Set task
Rewrite the listing below with every "brick wall" changed to "stone wall", keeping everything else the same.

Records provided
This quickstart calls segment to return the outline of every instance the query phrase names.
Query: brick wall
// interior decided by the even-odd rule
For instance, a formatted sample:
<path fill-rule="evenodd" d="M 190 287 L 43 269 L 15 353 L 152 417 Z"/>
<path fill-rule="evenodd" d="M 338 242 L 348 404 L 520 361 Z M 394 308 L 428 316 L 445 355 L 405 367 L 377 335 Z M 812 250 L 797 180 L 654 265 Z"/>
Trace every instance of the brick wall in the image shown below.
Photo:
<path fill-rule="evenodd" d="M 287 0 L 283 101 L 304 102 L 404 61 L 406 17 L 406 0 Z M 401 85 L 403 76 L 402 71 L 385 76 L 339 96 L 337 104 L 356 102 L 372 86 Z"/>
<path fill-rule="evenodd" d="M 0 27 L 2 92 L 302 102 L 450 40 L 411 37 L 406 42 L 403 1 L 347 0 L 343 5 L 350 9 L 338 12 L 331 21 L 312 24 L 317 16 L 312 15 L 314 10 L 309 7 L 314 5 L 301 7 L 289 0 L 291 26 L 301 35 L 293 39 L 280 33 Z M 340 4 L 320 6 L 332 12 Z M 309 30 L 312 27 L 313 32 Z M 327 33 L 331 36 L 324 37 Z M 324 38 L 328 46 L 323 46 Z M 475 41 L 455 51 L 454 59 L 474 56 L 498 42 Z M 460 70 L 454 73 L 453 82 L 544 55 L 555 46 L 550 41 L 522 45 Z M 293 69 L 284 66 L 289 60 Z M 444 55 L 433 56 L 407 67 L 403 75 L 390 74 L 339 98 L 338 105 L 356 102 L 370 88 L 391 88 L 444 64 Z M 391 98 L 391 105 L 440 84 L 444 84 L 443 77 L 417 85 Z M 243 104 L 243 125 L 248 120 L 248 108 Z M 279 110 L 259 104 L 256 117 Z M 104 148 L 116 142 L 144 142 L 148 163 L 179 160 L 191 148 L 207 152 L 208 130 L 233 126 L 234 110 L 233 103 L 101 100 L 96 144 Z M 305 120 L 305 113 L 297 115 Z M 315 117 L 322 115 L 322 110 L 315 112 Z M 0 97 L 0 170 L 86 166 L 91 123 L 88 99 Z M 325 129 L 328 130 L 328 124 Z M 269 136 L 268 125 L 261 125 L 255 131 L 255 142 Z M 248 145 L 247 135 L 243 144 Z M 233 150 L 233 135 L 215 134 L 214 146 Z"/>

Final answer
This quickstart calls segment to return the outline of every instance the query phrase names.
Query: stone wall
// interior decided by the even-odd rule
For instance, a formatted sample:
<path fill-rule="evenodd" d="M 190 287 L 43 269 L 15 353 L 152 417 Z"/>
<path fill-rule="evenodd" d="M 338 242 L 348 404 L 520 361 Z M 394 308 L 428 316 L 445 355 L 405 367 L 377 335 Z M 812 250 L 797 180 L 654 265 Z"/>
Trace every instance of the stone wall in the image shown below.
Photo:
<path fill-rule="evenodd" d="M 287 0 L 283 101 L 304 102 L 404 61 L 406 17 L 406 0 Z M 401 85 L 403 76 L 402 71 L 385 76 L 339 96 L 337 104 L 356 102 L 372 86 Z"/>
<path fill-rule="evenodd" d="M 0 27 L 2 92 L 302 102 L 450 40 L 411 37 L 406 42 L 403 1 L 347 0 L 343 5 L 350 9 L 338 12 L 331 21 L 312 24 L 317 16 L 312 15 L 314 10 L 309 7 L 314 5 L 301 7 L 289 0 L 291 26 L 301 35 L 293 39 L 280 33 Z M 340 4 L 320 6 L 332 12 Z M 309 30 L 312 27 L 313 32 Z M 327 33 L 331 36 L 324 37 Z M 324 38 L 328 46 L 323 46 Z M 475 41 L 455 51 L 454 59 L 474 56 L 498 42 Z M 460 70 L 454 73 L 453 82 L 544 55 L 555 46 L 550 41 L 522 45 Z M 293 69 L 284 66 L 289 60 Z M 444 55 L 433 56 L 407 67 L 403 75 L 390 74 L 339 98 L 338 105 L 356 102 L 370 88 L 391 88 L 444 64 Z M 391 98 L 391 105 L 440 84 L 444 84 L 443 77 L 417 85 Z M 243 104 L 243 125 L 248 120 L 248 108 Z M 279 110 L 259 104 L 256 117 Z M 104 148 L 116 142 L 144 142 L 148 163 L 179 160 L 191 148 L 207 152 L 208 130 L 233 126 L 234 110 L 233 103 L 101 100 L 96 144 Z M 305 120 L 305 113 L 297 115 Z M 315 117 L 322 115 L 322 110 L 315 112 Z M 0 97 L 0 170 L 86 166 L 91 123 L 88 99 Z M 325 129 L 328 130 L 328 124 Z M 269 136 L 268 125 L 261 125 L 255 131 L 255 142 Z M 248 145 L 247 135 L 243 144 Z M 233 150 L 233 135 L 215 134 L 214 146 Z"/>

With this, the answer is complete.